- **Задание**
Изложите отрывок о ночной бомбежке аэродрома в двух предложениях.
====== Отрывок
Я посмотрел в окно, увидел черное ночное небо и освещенный сверху аэродром.
- Видишь, немцы «фонари» повесили.
Мне смертельно хотелось спать. Привычка к постоянной опасности выработала своеобразную защитную реакцию - раньше времени не дергаться. И я сказал:
- Когда начнут бомбить, тогда и выйдем, - и опять заснул.
Проснулся от сильного грохота. Вагон вибрировал. За окном темнота, только языки пламени полыхают. Я выскочил из вагона и услышал взволнованный голос Бориса:
- Семен, прыгай сюда!
Я помнил, что неподалеку от вагона была вырыта глубокая щель. Побежал на голос и свалился на что-то мягкое.
- Дубина, убьешь! - рассвирепел Борис. - Ведь предупреждали ж тебя!
От аэродрома нас отделял вагон, в котором мы жили. А на летном поле все грохотало. Взрывы следовали один за другим, все приближаясь. Взрывная волна вышибла вагонные стекла. При каждом разрыве земля под нами вздрагивала и как будто охала.
В минутный перерыв между бомбежками Лидов зашевелился, приподнялся и крикнул нам:
- Ребята, мотаем от сюда подальше! Здесь нас накроет...
Было страшно. Захотелось выскочить из щели и бежать - все равно куда, но какая-то неведомая мне сила вдавила меня в землю. Не знаю, но что-то остановило меня и Бориса. А Лидов выскочил из щели, за ни Струнников. Оба скрылись в темноте...
Налетела еще одна волна немецких бомбардировщиков. И опять завывания летящих бомб - до боли в ушах. В адском грохоте слышалось густое хлопанье наших зениток. А на аэродроме все горело, лопалось, взрывалось...
Это была самая жестокая бомбежка из всех, какие мне пришлось пережить за время войны.
Наконец перед рассветом все стихло. Потрескивали пылающие самолеты, вокруг стлался дым. Как только стало светать, мы схватили аппараты и начали снимать. Пожарники активно тушили то, что еще можно было спасти. На окраинах аэродрома наши зенитчики чистили - мы не увидели на аэродроме ни одного автомобиля «виллис» (еще вчера их был здесь добрый десяток) и ни одного американца.
Когда солнце поднялось уже довольно высоко, я встретил пилота, с которым летал. Он, как и другие американские летчики, только что приехал на аэродром.
- Где ты был ночью? - спросили мы.
- Мы на «виллисах» сразу смотались. Издалека смотрели на этот ад и были уверены, что все оставшиеся на аэродроме
погибли. А вы - живы!
Он расхохотался и стал нас обнимать.
Самолеты жалко, -огорчились мы.
Ничего, - сказал он, улыбаясь, - скоро из Штатов пришлют новые
«крепости», а пока - отдохнем.
============
====== Предоставленные записи
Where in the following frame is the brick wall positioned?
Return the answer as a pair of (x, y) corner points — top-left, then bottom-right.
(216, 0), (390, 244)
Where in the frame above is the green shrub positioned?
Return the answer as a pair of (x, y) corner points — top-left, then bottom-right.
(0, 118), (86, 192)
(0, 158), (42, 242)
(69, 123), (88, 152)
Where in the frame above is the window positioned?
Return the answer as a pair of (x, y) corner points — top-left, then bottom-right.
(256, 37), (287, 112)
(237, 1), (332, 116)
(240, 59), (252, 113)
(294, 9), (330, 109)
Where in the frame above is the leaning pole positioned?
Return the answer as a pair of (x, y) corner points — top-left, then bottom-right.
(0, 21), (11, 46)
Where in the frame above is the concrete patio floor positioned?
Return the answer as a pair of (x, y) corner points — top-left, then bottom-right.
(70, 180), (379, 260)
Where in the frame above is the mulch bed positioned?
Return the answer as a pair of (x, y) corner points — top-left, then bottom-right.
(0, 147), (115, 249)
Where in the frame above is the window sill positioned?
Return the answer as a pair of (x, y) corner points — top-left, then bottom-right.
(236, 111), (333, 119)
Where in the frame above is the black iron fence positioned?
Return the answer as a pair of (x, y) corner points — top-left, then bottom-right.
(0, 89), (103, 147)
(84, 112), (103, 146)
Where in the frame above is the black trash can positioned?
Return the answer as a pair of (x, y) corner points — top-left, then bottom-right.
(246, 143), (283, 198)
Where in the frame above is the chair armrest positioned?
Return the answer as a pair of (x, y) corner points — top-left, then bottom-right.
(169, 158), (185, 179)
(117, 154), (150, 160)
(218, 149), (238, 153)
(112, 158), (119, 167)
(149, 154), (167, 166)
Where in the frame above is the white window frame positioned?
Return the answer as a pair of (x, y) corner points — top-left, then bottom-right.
============
- **Результат**
Ночью немецкие бомбардировщики жестоко бомбили аэродром, и рассказчик с Борисом переждали налет в щели у вагона, а Лидов и Струнников выскочили из нее и скрылись в темноте. С рассветом рассказчик и Борис взялись за съемку горящего аэродрома, а американские летчики, ночью уехавшие на «виллисах», вернулись и обрадовались, что оставшиеся живы.